Actually, YES, just read the paper and write a script to do it. It must not be that hard, right.

Martin
I read the paper, not so easy (high computations). But feasible indeed.

Re: Can blender do this :D

Posted: Fri Jul 30, 2004 4:01 am
by Money_YaY!
theeth wrote:
Money_YaY! wrote:Yeah yeah I know, NO !.
Actually, YES, just read the paper and write a script to do it. It must not be that hard, right.

Martin
Ha ha I knew you would say that :D. Untill I see it I do not belive it.

Posted: Fri Jul 30, 2004 4:23 am
by mr_rob
Those chairs looks so realistic!

Posted: Sat Jul 31, 2004 3:04 pm
by macouno
It seems like mostly he gets it to render so quickly cause he uses opengl rendering no???

And we might get that in some way in the future ;)

Posted: Sun Aug 01, 2004 1:07 am
by Money_YaY!
macouno wrote:It seems like mostly he gets it to render so quickly cause he uses opengl rendering no???

And we might get that in some way in the future ;)
In the vid he says that their custon JAVA app uses OpenGL to render and do all of the work in 15 hours for all of the chairs comparied to 7 weeks of what it takes in a basic physics app like Havok.

As for OpenGL, OpenGL has so much new stuff that I see it replaceing basic software rendering but it is something that is not cross platform enough and requires a great happy 200$ Graphics card.

Anyone that has not watched to movie should it explains so much in it.

Posted: Sun Aug 01, 2004 6:00 pm
by IoN_PuLse
Money_YaY! wrote:As for OpenGL, OpenGL has so much new stuff that I see it replaceing basic software rendering but it is something that is not cross platform enough and requires a great happy 200$ Graphics card.
I must not be understanding your post, because OpenGL is cross platform (yes even the pixel shader stuff) and you can do pixel shaders with cards that are under $100 canadian easily, and they are becoming increasingly the defacto video card computers come with. (GFX 5200 in this instance)

Posted: Mon Aug 02, 2004 12:56 am
by Money_YaY!

**SUPPLIED MATERIAL:**
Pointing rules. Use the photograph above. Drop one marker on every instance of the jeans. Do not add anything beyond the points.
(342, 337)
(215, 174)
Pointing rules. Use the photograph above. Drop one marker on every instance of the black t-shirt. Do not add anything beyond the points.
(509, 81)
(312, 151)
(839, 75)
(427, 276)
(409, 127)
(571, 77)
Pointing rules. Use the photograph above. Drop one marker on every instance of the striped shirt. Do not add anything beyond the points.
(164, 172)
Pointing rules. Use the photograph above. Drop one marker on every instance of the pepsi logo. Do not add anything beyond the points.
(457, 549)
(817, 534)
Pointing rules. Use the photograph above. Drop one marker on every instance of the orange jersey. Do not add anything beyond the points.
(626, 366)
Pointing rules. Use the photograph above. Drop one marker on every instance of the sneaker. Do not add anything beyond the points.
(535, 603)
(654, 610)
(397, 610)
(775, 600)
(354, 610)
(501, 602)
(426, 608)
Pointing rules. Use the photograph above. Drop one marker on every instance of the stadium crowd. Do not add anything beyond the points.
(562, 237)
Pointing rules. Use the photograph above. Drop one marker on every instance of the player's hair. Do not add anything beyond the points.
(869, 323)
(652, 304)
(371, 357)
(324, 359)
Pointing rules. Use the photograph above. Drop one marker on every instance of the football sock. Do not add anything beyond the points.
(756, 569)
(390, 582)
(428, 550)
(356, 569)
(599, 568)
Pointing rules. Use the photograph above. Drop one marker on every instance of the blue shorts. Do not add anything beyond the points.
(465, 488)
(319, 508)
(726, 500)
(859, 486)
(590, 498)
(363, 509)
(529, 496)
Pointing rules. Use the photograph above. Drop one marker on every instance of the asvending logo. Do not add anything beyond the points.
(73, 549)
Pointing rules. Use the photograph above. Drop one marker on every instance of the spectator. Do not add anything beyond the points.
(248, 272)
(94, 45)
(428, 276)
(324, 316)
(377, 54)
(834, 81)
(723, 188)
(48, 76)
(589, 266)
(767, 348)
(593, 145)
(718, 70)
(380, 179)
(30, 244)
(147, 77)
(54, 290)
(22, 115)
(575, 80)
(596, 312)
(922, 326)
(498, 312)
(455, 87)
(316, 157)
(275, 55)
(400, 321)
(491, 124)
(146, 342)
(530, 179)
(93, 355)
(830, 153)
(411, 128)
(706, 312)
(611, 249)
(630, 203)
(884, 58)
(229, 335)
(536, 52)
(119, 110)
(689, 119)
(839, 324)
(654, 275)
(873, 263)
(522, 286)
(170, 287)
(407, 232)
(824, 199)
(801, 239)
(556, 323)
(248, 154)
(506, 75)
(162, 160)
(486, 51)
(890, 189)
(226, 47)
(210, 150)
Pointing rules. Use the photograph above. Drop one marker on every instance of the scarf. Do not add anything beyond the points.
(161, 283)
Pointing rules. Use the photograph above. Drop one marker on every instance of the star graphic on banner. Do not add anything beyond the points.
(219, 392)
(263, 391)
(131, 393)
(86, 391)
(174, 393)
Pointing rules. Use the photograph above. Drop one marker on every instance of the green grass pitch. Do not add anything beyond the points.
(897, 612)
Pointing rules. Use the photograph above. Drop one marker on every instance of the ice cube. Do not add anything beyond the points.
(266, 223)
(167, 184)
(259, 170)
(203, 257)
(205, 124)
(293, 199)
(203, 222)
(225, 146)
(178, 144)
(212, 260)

==

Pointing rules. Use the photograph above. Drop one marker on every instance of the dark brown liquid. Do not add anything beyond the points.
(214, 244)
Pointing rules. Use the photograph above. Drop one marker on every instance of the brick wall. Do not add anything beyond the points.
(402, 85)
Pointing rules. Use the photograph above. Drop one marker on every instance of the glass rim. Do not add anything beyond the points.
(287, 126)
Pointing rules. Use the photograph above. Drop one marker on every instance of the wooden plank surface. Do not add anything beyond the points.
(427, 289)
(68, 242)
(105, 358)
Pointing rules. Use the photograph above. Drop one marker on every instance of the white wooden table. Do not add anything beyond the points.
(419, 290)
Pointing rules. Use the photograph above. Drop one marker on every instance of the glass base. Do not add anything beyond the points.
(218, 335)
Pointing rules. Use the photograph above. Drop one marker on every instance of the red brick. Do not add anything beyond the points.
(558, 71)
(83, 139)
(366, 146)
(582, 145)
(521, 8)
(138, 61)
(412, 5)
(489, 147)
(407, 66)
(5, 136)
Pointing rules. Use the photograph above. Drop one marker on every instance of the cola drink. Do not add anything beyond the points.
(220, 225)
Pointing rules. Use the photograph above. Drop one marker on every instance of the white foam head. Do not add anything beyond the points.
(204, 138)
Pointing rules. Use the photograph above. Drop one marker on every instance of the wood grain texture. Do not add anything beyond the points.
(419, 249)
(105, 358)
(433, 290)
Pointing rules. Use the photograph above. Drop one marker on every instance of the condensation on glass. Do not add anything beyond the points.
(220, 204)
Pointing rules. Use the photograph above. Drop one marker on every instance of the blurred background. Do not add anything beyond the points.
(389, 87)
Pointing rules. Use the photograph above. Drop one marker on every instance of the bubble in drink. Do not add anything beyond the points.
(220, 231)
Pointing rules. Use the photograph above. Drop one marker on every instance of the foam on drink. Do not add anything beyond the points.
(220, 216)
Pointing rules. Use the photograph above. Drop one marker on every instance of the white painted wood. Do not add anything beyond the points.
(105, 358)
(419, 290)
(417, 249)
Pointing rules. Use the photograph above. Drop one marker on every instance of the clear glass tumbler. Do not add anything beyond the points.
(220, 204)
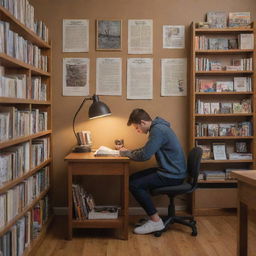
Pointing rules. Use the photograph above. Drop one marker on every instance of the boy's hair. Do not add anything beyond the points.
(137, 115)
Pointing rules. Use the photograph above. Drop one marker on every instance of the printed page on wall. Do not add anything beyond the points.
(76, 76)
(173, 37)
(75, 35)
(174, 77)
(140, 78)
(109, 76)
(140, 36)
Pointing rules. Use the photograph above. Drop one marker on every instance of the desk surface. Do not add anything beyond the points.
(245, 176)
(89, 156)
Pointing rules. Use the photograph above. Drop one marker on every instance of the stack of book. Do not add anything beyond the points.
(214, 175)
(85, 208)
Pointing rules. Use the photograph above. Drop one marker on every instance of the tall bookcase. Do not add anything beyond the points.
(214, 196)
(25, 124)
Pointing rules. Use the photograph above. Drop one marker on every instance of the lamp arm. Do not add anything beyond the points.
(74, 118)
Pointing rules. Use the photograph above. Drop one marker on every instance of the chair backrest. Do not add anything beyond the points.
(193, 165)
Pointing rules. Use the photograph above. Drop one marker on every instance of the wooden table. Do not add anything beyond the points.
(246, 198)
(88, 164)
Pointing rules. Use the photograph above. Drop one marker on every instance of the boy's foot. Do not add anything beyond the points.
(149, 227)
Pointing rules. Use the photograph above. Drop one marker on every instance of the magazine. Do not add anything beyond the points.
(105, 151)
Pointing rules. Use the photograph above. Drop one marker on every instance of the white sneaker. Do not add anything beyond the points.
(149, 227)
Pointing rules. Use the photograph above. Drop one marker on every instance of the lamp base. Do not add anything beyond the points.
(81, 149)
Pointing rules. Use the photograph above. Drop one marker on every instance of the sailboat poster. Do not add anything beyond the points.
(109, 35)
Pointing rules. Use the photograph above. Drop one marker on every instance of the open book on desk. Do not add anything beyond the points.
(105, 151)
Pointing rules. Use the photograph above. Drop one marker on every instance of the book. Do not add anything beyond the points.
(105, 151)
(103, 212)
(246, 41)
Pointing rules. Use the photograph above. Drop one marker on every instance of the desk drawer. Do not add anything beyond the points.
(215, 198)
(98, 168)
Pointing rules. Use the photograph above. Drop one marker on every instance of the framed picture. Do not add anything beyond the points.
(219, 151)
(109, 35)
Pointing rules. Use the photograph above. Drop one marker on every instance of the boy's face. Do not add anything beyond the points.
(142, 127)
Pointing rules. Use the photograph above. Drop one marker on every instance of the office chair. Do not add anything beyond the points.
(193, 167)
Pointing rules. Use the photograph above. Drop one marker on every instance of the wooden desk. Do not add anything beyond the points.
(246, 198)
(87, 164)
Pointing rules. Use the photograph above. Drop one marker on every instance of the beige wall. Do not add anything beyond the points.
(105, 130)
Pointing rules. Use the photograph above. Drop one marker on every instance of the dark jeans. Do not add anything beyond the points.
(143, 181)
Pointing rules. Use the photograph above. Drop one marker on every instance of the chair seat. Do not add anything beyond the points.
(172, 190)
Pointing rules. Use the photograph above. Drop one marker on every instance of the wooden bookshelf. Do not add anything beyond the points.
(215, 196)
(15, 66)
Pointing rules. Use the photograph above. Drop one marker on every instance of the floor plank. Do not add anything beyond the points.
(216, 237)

**TO-DO LIST:**
A - In the forum thread about Blender and OpenGL rendering, how long does the custom Java app take to do the work for all of the chairs, and how long does a basic physics app like Havok take?
B - Pick up the forum thread about Blender and OpenGL rendering, not the data, from its final line and keep it going.

**RESPONSES IN ORDER:**
A - The Java app takes 15 hours, compared with 7 weeks for a basic physics app like Havok.

B -
IoN_PuLse wrote:
Money_YaY! wrote:As for OpenGL, OpenGL has so much new stuff that I see it replaceing basic software rendering but it is something that is not cross platform enough and requires a great happy 200$ Graphics card.
I must not be understanding your post, because OpenGL is cross platform (yes even the pixel shader stuff) and you can do pixel shaders with cards that are under $100 canadian easily, and they are becoming increasingly the defacto video card computers come with. (GFX 5200 in this instance)
Eh if the 100$ card does the job then so be it. It is just how to get the same code to render the same GL picture on every platform with out to many hacks that break the cross compatibility.

Anyway, I would love to see Blender render fromthe CG card as testing out animation blocks would be so much faster, and rendering in gernral would be faster. I have seen raytraceing before on a CG card though still slow.

Eh it just takes someone to try it now and to know how to do it. That is the difficult part.

Posted: Tue Aug 03, 2004 8:08 pm
by dcuny
There seems to be some confusion about what the video is about.

Drawing a gazillion chairs isn't what makes the video impressive. It's not especially difficult to do with any zBuffer renderer (which is what OpenGL is).

What is primarily being demonstrated is a collision system. That is, the computer is testing the objects to see if they collide with one another. You don't want to test every polygon in the scene with every other polygon in the scene. Not only is it computationally expensive, but it's a waste of effort - most polygons aren't going to be touching anything at all.

On the other hand, testing to see if spheres collide with each other is an easy operation. So spheres are often used as bounding areas around objects. The problem is that spheres don't fit objects very tightly. So if a sphere around an object collides with another object, that doesn't necessarily mean that the objects collide with each other. (On the other hand, if they don't collide, you're guaranteed that they don't touch).

So everything in the scene gets a bounding sphere around it, and it's easy to ignore the stuff that isn't touching. To solve the problem about the spheres being too loose fitting, when a collision is detected between two objects, you generate more (and smaller) spheres around the objects that are colliding. That way, you can quickly determine which parts of the geometry to ignore.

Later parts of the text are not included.